Your goal –
Write out all the entries word for word, but skip any images.

(Saved entries)
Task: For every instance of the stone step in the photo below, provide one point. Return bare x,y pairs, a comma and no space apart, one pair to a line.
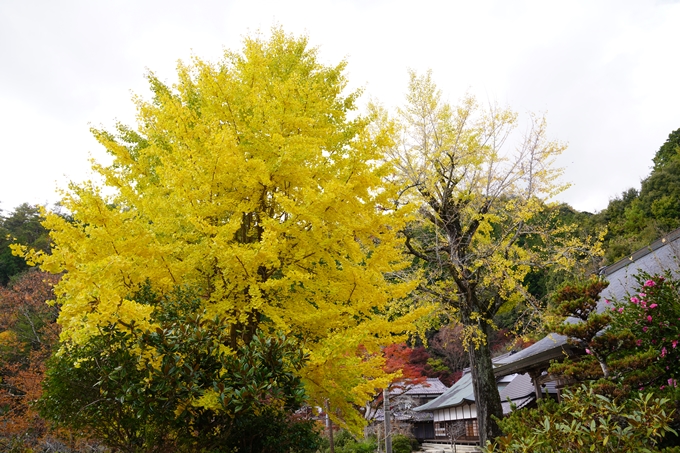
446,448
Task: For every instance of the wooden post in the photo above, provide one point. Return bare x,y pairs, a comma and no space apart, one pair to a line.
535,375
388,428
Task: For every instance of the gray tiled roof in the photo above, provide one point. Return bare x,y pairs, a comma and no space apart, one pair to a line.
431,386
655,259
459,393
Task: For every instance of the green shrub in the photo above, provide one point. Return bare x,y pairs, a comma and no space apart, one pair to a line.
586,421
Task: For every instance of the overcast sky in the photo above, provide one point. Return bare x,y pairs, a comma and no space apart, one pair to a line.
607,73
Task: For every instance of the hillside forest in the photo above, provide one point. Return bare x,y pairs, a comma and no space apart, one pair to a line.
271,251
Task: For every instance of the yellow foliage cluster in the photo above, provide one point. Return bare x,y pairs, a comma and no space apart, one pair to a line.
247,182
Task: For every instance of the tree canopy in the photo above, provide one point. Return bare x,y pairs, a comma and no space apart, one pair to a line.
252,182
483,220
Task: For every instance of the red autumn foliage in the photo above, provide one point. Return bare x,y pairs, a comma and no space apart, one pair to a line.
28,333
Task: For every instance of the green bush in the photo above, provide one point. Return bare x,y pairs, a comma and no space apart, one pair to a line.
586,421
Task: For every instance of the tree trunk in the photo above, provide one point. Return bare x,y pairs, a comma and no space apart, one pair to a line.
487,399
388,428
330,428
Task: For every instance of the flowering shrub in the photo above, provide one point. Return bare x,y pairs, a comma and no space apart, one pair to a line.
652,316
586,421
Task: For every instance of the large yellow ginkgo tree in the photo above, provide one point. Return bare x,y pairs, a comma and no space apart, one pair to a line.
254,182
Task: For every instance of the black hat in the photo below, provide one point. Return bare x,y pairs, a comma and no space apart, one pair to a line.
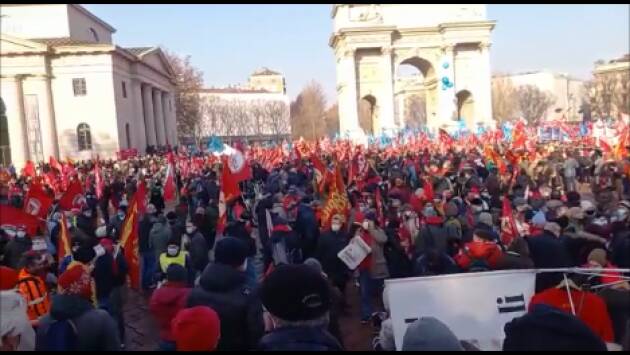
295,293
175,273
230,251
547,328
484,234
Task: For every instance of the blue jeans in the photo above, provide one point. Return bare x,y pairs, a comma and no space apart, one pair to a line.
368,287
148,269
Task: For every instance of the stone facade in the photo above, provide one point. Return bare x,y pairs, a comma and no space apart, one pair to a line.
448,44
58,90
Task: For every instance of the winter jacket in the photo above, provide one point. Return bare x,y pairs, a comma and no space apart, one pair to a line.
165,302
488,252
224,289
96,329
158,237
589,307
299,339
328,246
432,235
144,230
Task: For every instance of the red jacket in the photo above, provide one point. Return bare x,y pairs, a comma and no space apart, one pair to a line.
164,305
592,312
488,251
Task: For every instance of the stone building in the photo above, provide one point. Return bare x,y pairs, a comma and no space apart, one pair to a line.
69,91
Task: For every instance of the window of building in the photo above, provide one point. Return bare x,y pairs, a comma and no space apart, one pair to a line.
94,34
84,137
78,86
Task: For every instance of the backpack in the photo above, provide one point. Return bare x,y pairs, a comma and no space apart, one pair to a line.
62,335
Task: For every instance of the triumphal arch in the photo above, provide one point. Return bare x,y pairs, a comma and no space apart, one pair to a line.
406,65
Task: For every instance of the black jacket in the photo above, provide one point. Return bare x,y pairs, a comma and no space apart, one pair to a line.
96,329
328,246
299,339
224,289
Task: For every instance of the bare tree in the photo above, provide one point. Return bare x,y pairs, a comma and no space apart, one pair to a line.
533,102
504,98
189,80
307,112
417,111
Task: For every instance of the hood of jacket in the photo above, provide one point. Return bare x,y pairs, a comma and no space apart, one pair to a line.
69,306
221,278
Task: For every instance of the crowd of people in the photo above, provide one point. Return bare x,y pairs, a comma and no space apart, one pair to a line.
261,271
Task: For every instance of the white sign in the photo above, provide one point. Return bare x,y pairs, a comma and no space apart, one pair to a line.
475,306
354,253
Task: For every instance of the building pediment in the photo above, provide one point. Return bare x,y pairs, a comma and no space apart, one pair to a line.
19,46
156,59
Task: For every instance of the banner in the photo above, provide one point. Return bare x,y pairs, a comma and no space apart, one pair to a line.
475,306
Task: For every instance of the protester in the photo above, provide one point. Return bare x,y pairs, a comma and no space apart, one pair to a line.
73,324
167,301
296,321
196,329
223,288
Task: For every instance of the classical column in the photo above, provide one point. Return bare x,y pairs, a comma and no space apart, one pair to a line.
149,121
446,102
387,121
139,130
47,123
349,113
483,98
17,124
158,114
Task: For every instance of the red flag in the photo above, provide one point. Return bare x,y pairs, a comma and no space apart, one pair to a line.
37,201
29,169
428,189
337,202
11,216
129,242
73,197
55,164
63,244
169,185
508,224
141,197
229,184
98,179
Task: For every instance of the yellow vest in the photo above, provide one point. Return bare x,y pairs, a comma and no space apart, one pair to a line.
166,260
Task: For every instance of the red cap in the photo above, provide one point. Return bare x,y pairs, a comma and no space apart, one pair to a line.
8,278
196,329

In response –
Task: For every instance of the stone step in the photo below, provide one point. Return bare x,y pairs, a comma and no space apart, one pair to a line.
446,448
Task: For every instance of the wooden post in the photo above, provide one point. Return bare x,y pairs, a comma and no space apart, one pair to a line.
535,375
388,428
Task: For every instance of the gray tiled roof in the photo above, provide one point. Return bare x,y pairs, a comma and no space apart, one pair to a line.
431,386
655,259
459,393
Task: For every instance of the green shrub in the photo above, provide one point. Return bare x,y pairs, a comma and no space apart, one pair to a line.
586,421
Task: For every instance of the overcast sky in the photo above, provide one point. Return bare x,y pairs, a comma and no space apart, one pair to a line.
607,73
Task: For every instance of the hillside forest in the photo above, provide one point. Return bare x,y pairs, a comma and no space apart, one pair to a line.
271,251
Task: For every instance of the yellow foliage cluster in the photo above, provide one point. Return bare x,y pairs, a comma and no space apart, one pair to a line.
247,182
Task: For every instance of the tree canopy in the photo above, provide one point. Return bare x,y pairs, a comma and no space apart, one pair to a line.
252,182
483,220
Task: For every instance of the red autumn foliage in the photo above, provide one point. Return bare x,y pairs, a comma and no space apart, one pair to a line.
28,333
Task: For every instance of the green bush in the photo above, provide one point. Return bare x,y pairs, a comma and no space apart, one pair to a line.
586,421
Task: For every instance of the tree trunk in the photo above, provide one point. Return bare x,y pairs, a comma and no space apart, one pair to a line.
487,399
388,428
330,428
Task: For every instance of the flowering shrub in the photo above, provide one point. Return bare x,y pairs, a comma and no space apart, one pair to a line.
652,316
586,421
Task: For every instance of the large yellow ginkgo tree in the photo above, provide one point. Return bare x,y pairs, a comma and no space apart, one pair to a line.
254,182
Task: For every instance of the black hat in the photo below, provide one point. Return bare x,y pairs, a comma and no space apart, one pair to a line.
295,293
175,273
230,251
547,328
484,234
Task: For every instance of the blue jeans in the photo above, provide one point. Return bare x,y pairs, a comma and no space apart, one pair to a line.
368,287
148,269
Task: For every instance of the stone facade in the photo above, provide one point. Return bare x,y pairs, a comma and no space apart, one pair to a line.
448,44
58,90
Task: For every instance of the winter jacket in the photo above, provide one point. Return bare x,y pairs, a comma and no space apart, one pair to a line.
165,302
488,252
224,289
96,329
158,237
589,307
299,339
328,246
432,235
144,230
Task: For every instance of the red jacket in the photo above, provide one point. Return bare x,y pairs, a comma and no space apart, one pair to a line.
164,305
592,312
488,251
Task: For every instance of the stone building in the photo above, provide one point. Return bare x,y pairs, a comma and no space apart, one pair to a line.
69,91
Task: For every instance of the window of building in the photo above, provide one point. Return bare x,y pairs, a comma and no space apart, one pair to a line.
94,34
84,137
78,86
Task: For every instance of the backpack in the photo above, provide one point. Return bare x,y pairs, a comma and no space apart, one pair to a line.
62,335
Task: For every instance of the triumphal arch in the photo above, provide one point. Return bare x,y pairs, a comma and no space apart, one pair to a line.
406,65
Task: For every instance of the black jacket in the photo above, provide one point. Return bare x,y pairs, a comma and no space apart, one pair to a line.
96,329
328,246
299,339
224,289
Task: For every instance of the bare tree in the photo above, provide one point. Return bare x,y pairs, a comma and no space apart, one pair to a line.
533,102
504,98
189,80
307,112
417,111
Task: For every instance of the hood of jacket in the photo above, provide one point. Return bare x,y pairs, a comma and no space apart, one pair to a line.
69,306
221,278
Task: For every instance of the crowd of people in the photo above, provide one point. Return bare x,y pairs, a comma and no space apart, one pair to a line.
261,271
Task: For every instance of the white sign in the photo above, provide one point. Return bare x,y pairs, a comma and no space apart, one pair to a line.
475,306
354,253
Task: For every instance of the building pediment in the photo above, provide one point. Return bare x,y pairs, a comma and no space apart, one pair to a line.
19,46
156,59
Task: For every instance of the banner in the photo above, provide one point. Return bare x,y pairs, a comma and no space apart, one pair to a line.
475,306
Task: For every instance of the protester in the photo above, provide one point. Return bare x,y pairs, a comma and no space apart, one pair to a line.
73,324
167,301
296,321
196,329
223,288
Task: For every instance of the classical column in the photo above, provide one point. Return bare x,y pairs, a comma and no space apart, one pair to a line.
149,121
446,102
387,121
139,130
47,123
349,113
483,98
17,124
158,114
Task: For every instance of the red flag in the photo above, provide one point. Return bare x,y pairs, a comma and no space apart, one pair to a line.
37,201
29,169
428,189
337,202
11,216
129,242
73,197
55,164
63,244
169,185
508,224
141,197
229,184
98,179
Task: For every instance of the yellow vest in the photo above, provide one point. Return bare x,y pairs, a comma and no space apart, one pair to a line.
166,260
Task: For every instance of the red cap in the photo above, provide one point. Return bare x,y pairs, a comma and no space apart, one pair to a line.
8,278
196,329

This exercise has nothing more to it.